→ EXCERPTED DATA

"""

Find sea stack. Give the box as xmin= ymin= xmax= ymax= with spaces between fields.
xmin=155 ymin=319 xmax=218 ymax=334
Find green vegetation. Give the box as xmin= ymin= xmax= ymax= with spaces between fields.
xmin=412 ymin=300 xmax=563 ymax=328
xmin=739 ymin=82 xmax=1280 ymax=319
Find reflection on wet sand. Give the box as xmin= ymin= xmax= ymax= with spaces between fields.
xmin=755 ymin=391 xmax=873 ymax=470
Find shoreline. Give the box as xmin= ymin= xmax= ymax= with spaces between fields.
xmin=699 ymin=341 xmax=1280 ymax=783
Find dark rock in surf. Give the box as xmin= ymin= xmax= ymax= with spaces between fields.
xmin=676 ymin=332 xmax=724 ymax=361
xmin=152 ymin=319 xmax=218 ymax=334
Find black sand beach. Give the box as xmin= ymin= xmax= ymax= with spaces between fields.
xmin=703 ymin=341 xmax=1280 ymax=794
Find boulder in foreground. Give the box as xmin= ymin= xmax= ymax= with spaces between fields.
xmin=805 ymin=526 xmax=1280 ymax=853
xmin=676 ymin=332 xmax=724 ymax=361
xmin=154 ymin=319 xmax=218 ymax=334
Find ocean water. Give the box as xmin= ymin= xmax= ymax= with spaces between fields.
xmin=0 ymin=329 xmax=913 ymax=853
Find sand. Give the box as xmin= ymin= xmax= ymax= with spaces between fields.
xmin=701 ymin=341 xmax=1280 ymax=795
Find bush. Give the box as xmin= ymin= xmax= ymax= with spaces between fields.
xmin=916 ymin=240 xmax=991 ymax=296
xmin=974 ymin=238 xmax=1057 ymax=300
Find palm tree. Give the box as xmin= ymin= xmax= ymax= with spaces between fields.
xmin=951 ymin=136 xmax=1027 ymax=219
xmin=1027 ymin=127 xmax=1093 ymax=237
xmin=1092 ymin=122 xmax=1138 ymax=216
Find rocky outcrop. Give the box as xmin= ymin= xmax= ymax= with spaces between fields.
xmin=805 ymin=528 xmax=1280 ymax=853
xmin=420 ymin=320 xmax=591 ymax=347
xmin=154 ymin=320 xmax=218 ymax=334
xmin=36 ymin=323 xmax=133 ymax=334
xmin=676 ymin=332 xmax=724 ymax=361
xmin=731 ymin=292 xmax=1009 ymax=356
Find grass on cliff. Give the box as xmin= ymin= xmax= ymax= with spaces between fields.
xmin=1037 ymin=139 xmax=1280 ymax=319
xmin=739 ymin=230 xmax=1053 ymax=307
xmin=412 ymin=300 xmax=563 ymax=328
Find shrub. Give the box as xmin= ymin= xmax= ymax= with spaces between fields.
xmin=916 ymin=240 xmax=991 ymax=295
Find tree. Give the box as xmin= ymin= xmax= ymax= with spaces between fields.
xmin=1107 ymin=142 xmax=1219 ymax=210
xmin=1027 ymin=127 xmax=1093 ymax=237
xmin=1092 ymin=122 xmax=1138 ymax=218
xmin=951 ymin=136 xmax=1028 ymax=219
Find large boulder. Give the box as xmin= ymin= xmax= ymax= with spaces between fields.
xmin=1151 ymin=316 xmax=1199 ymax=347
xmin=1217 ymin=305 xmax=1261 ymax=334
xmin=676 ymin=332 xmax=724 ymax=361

"""

→ WORK TO BE COMPLETED
Copy all of the rows above, line for line, with no changes.

→ RESULT OF THE EXERCISE
Find sea stack. Give the box as xmin= ymin= xmax= ymax= with spaces between fields.
xmin=155 ymin=319 xmax=218 ymax=334
Find green vegetation. Give the box as xmin= ymin= xmax= ymax= with spaces between fields.
xmin=412 ymin=300 xmax=563 ymax=328
xmin=739 ymin=82 xmax=1280 ymax=319
Find reflection on wet sand. Give the box as xmin= ymin= xmax= ymax= with spaces between fields.
xmin=755 ymin=391 xmax=873 ymax=470
Find shoreline. Give the box as xmin= ymin= xmax= ymax= with spaces between fields.
xmin=699 ymin=341 xmax=1280 ymax=783
Find dark rock in surf. Give the box as xmin= ymin= xmax= ymax= with spaces between fields.
xmin=676 ymin=332 xmax=724 ymax=361
xmin=152 ymin=319 xmax=218 ymax=334
Find black sand beach. Give the box as xmin= ymin= xmax= ymax= with spaces between fields.
xmin=703 ymin=341 xmax=1280 ymax=794
Find boulder in foreground. Give the box as xmin= ymin= xmax= ymax= with spaces between fields.
xmin=805 ymin=526 xmax=1280 ymax=853
xmin=676 ymin=332 xmax=724 ymax=361
xmin=154 ymin=319 xmax=218 ymax=334
Find ocean water. Give the box as xmin= ymin= xmax= ymax= with spaces between fields.
xmin=0 ymin=329 xmax=913 ymax=853
Find sand. Give the box as xmin= ymin= xmax= ymax= with spaces between fields.
xmin=701 ymin=341 xmax=1280 ymax=795
Find bush. Give the box as xmin= ymin= xmax= ymax= with spaces between fields.
xmin=916 ymin=240 xmax=991 ymax=296
xmin=974 ymin=238 xmax=1057 ymax=300
Find palm tree. Give the box as xmin= ymin= xmax= ymax= with spaces between fields.
xmin=951 ymin=136 xmax=1027 ymax=219
xmin=1027 ymin=127 xmax=1093 ymax=237
xmin=1092 ymin=122 xmax=1138 ymax=216
Find rocky outcrop. Give the box as xmin= ymin= xmax= ymax= with spaces between fields.
xmin=805 ymin=528 xmax=1280 ymax=853
xmin=420 ymin=320 xmax=591 ymax=347
xmin=154 ymin=320 xmax=218 ymax=334
xmin=36 ymin=323 xmax=133 ymax=334
xmin=676 ymin=332 xmax=724 ymax=361
xmin=731 ymin=292 xmax=1009 ymax=356
Find grass on cliff. Give the box as xmin= ymin= xmax= ymax= with spaces between fields.
xmin=1037 ymin=139 xmax=1280 ymax=319
xmin=739 ymin=230 xmax=1053 ymax=307
xmin=412 ymin=300 xmax=563 ymax=328
Find shrub. Give the box as xmin= ymin= xmax= ymax= with spaces between fields.
xmin=916 ymin=240 xmax=991 ymax=295
Find tree. Give the box as xmin= ymin= xmax= ymax= with spaces between fields.
xmin=1107 ymin=142 xmax=1219 ymax=210
xmin=1027 ymin=127 xmax=1093 ymax=237
xmin=1092 ymin=122 xmax=1138 ymax=218
xmin=951 ymin=136 xmax=1028 ymax=219
Find large boulder. Give the box as xmin= ymin= xmax= ymax= with spaces between fields.
xmin=1151 ymin=316 xmax=1199 ymax=347
xmin=1217 ymin=305 xmax=1261 ymax=334
xmin=676 ymin=332 xmax=724 ymax=361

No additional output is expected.